__Data to examine__:
──────────────────────────────
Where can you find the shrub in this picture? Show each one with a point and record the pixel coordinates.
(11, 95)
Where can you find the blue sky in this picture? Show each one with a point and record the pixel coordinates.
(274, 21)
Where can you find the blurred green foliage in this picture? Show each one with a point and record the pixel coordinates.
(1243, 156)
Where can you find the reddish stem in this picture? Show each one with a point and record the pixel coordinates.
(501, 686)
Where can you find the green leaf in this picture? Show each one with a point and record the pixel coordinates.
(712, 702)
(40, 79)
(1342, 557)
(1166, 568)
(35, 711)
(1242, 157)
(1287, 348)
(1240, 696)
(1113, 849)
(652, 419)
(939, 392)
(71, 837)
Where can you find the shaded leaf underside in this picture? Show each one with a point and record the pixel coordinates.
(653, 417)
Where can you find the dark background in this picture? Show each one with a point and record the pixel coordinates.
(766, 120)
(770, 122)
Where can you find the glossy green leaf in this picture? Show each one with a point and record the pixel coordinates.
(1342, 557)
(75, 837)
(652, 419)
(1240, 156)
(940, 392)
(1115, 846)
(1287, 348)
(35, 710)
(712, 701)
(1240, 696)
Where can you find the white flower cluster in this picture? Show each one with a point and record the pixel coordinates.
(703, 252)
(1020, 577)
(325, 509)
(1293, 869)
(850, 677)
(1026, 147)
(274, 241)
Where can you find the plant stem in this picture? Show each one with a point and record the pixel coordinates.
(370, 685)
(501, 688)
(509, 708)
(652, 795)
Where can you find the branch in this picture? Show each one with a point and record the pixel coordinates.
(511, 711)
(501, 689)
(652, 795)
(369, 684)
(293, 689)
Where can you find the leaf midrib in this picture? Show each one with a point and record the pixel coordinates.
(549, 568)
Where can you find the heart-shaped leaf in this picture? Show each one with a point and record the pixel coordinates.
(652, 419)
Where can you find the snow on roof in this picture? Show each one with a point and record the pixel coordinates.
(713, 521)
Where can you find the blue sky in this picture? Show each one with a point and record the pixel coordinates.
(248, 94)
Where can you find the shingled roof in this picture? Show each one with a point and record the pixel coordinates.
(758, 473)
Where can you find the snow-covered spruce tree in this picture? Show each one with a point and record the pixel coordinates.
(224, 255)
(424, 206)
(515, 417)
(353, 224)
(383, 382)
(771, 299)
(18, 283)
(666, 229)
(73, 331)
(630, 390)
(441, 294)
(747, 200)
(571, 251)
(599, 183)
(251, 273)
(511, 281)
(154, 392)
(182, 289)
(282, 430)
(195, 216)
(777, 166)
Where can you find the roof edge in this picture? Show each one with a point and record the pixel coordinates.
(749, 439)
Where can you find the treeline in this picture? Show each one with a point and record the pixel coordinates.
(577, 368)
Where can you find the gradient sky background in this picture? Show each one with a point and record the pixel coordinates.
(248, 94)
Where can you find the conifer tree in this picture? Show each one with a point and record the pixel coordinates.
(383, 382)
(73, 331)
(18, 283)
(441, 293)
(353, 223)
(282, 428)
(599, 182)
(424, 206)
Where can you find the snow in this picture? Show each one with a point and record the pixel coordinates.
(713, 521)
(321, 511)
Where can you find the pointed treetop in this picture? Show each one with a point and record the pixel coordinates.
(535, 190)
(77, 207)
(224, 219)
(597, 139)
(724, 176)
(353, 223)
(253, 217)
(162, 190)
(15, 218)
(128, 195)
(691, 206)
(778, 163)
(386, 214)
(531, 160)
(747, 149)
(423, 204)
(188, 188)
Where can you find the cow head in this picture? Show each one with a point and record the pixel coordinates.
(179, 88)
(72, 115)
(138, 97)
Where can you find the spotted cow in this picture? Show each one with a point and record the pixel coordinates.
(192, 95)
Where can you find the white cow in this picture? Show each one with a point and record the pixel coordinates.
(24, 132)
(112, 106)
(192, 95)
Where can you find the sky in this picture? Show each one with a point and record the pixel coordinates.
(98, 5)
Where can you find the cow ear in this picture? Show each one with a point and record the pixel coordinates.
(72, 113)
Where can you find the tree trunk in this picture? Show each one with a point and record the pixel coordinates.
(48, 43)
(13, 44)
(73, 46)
──────────────────────────────
__What you should do__:
Retype word for word the line above with "Where can you find the white cow" and all lines after it, nothing else.

__Answer for the task__:
Where can you find the white cow in this picture? Show each one with a point and record the pixel coordinates.
(24, 132)
(112, 106)
(192, 95)
Where can you find the sky in this picture? Show each one with a point and record the pixel coordinates.
(98, 5)
Where can you find the cow ear in this picture? Show each one with a point and record the pixel coordinates.
(72, 113)
Where can you find the tree trunk in this picture? Show each one with a point and record the pixel coordinates.
(48, 43)
(13, 44)
(73, 46)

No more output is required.